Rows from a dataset
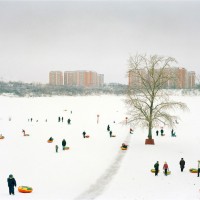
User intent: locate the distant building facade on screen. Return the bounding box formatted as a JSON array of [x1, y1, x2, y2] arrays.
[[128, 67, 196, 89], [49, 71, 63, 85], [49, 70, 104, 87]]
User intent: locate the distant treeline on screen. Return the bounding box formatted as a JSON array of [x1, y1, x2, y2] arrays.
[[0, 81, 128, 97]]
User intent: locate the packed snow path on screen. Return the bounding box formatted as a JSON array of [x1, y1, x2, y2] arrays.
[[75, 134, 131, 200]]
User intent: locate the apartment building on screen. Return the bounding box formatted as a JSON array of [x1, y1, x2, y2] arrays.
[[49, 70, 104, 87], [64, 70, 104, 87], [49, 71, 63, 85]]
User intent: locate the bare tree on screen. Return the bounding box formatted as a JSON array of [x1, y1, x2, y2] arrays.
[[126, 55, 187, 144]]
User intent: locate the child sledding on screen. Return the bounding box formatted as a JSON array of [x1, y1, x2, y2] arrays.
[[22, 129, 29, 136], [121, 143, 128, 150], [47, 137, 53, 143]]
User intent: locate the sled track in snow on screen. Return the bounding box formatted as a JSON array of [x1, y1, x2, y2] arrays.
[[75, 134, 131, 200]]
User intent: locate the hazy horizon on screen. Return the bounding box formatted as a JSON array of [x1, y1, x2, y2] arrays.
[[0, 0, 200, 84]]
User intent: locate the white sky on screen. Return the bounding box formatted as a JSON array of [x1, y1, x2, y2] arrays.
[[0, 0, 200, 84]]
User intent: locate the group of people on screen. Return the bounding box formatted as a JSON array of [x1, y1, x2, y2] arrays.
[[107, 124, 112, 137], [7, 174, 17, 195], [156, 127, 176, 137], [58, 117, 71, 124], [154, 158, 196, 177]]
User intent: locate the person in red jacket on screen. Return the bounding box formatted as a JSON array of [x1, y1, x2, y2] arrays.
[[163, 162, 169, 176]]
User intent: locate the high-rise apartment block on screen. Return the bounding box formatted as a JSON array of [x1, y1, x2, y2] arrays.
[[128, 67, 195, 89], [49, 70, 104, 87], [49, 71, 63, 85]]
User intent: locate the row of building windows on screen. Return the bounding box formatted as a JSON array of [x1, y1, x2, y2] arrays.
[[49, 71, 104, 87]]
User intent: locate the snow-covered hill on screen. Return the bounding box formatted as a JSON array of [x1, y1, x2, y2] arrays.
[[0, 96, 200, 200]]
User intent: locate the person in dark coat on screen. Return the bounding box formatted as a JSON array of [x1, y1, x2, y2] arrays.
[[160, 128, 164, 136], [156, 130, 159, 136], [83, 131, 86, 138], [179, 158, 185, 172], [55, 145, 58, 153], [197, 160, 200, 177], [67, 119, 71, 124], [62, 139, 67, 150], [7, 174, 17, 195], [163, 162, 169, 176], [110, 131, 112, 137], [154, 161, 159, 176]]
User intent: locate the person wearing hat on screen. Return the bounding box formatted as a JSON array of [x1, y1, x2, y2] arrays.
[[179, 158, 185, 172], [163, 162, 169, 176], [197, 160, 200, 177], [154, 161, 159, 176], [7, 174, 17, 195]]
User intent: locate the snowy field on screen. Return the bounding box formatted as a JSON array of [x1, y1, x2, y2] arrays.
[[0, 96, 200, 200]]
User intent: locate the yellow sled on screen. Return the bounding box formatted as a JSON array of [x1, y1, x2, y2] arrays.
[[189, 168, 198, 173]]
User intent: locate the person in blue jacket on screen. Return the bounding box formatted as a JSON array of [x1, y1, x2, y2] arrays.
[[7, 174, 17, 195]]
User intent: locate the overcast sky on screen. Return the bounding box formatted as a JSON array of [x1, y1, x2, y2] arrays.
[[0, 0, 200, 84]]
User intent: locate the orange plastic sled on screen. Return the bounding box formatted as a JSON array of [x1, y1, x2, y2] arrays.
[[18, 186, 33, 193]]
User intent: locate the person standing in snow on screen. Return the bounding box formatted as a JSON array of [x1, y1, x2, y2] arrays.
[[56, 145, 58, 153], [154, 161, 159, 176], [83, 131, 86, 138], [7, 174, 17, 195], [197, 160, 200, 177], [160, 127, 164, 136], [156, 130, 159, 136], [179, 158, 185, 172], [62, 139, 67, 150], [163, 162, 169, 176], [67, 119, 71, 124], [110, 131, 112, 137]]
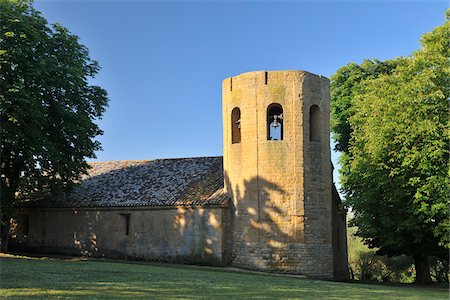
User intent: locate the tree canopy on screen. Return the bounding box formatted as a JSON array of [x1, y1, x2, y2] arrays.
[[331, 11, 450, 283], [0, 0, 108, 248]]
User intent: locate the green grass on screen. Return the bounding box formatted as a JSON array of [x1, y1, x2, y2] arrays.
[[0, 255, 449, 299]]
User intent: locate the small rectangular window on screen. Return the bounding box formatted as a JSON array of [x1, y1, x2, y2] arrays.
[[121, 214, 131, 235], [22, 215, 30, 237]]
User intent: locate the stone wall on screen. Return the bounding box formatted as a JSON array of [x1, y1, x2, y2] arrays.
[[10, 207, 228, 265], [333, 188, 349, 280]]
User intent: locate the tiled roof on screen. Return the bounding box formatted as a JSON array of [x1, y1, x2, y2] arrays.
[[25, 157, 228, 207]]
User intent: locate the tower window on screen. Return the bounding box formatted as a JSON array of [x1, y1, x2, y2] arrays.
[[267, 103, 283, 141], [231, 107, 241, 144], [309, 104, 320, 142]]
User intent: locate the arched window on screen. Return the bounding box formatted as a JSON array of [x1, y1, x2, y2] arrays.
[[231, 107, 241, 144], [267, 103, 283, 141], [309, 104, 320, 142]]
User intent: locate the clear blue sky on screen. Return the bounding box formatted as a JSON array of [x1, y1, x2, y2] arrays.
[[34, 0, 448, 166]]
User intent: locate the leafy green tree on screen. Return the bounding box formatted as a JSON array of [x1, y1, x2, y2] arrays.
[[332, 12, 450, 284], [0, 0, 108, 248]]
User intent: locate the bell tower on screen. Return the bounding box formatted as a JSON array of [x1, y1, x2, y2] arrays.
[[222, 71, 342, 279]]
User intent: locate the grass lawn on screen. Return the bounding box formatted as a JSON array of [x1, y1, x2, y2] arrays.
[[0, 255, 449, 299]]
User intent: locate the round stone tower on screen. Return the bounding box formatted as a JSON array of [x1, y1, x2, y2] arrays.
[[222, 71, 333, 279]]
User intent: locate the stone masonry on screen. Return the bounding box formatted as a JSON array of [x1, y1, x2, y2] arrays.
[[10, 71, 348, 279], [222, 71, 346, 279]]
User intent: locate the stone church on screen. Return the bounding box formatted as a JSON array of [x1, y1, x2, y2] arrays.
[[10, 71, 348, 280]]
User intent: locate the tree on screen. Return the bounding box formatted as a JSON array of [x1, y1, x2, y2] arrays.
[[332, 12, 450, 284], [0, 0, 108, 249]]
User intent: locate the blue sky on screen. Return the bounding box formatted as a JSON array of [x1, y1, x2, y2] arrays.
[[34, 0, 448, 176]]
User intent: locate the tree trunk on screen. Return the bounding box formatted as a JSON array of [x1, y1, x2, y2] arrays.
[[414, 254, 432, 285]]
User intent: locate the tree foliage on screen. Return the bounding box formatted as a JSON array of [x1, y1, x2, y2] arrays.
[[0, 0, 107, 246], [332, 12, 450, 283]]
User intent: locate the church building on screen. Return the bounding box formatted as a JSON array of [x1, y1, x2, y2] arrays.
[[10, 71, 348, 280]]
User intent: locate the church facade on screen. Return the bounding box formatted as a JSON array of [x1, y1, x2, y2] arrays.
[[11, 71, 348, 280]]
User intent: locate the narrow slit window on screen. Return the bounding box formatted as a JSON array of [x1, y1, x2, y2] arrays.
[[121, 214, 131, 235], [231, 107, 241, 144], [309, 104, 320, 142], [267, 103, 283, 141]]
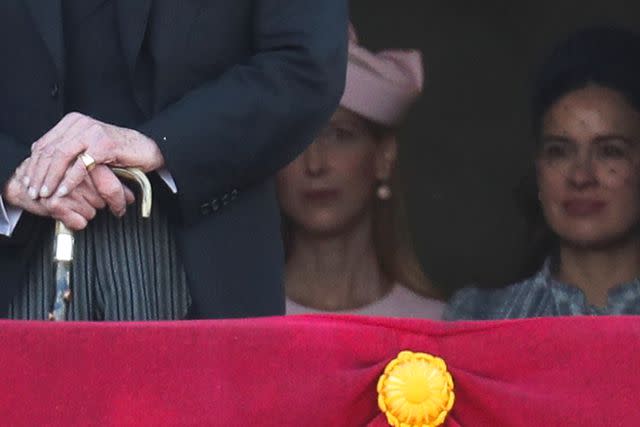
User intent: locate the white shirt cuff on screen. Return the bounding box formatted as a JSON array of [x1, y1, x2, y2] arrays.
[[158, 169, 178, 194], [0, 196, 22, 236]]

:: WHAT IS NEEDED ::
Copy everything from the start of the entries down to the line with "[[49, 71, 104, 87]]", requests included, and shift every bounding-box coordinate in the answers up by 91. Leave out the pictures.

:: OUTPUT ::
User intent: locate the distant building facade on screen. Return the bounding box formatted as a JSON array of [x1, y1, x2, y2] arrays.
[[219, 158, 287, 180], [140, 162, 154, 176], [140, 161, 195, 178]]
User intent: locate the distant treeline on screen. Return the bounding box formatted as a JSON array of [x1, y1, x2, y2] arrays.
[[91, 172, 219, 188]]
User intent: locate the packed snow path on screen. Return the bounding box formatted as a JSON array of [x1, y1, x2, y2] arrays.
[[166, 225, 222, 291]]
User intent: locate the apartment building on screen. Return the bounding box formatted as a JSON array of [x1, y1, x2, y2] arrays.
[[140, 161, 195, 178], [155, 161, 195, 178], [140, 162, 154, 176]]
User intent: locate the bare tree on screen. Return the bounding box formatted as a JSON array of [x1, y1, x2, y2] arrays.
[[217, 146, 278, 235]]
User intent: locate the child sledding on screen. Return the bounding box formatted as a JSON array of [x1, y1, x2, y2] arrays.
[[113, 220, 120, 227], [212, 234, 219, 241], [138, 228, 144, 234]]
User intent: locate the sled track in snow on screen. Return the bounding box formatted as a JSON array of [x1, y1, x2, y2] arrays.
[[166, 225, 222, 291]]
User intent: locate the hazy horizon on screen. Return the bounding box formatted as a JSON array of [x1, y1, x2, y2] arrays.
[[91, 91, 291, 175]]
User intent: locate the white sky on screen. Return the bounding box formatted as a JSON array of [x1, y1, x2, y2] arrays.
[[91, 91, 291, 175]]
User intent: locate the group of people on screen. Return the bounding box formatted as a JSON array of [x1, y1, x2, y2] arrays.
[[198, 215, 203, 228], [98, 265, 108, 286], [247, 218, 267, 228], [149, 208, 162, 215], [245, 249, 287, 268]]
User intent: locate the person in red jacket on screen. Return the bounding box formatted as a JSON array of [x1, y1, x2, y2] arrays.
[[254, 253, 260, 267]]
User intent: locate the high-rise apartment block on screen. Return the bounding box formatted as a JSON array of [x1, y1, x2, y2] arrays.
[[219, 158, 286, 180], [140, 161, 195, 178], [140, 162, 154, 176]]
User intent: locate the row of building windows on screen. Return the bounding box formatted as a JSON array of [x1, y1, x2, y2] arrays.
[[140, 162, 195, 178]]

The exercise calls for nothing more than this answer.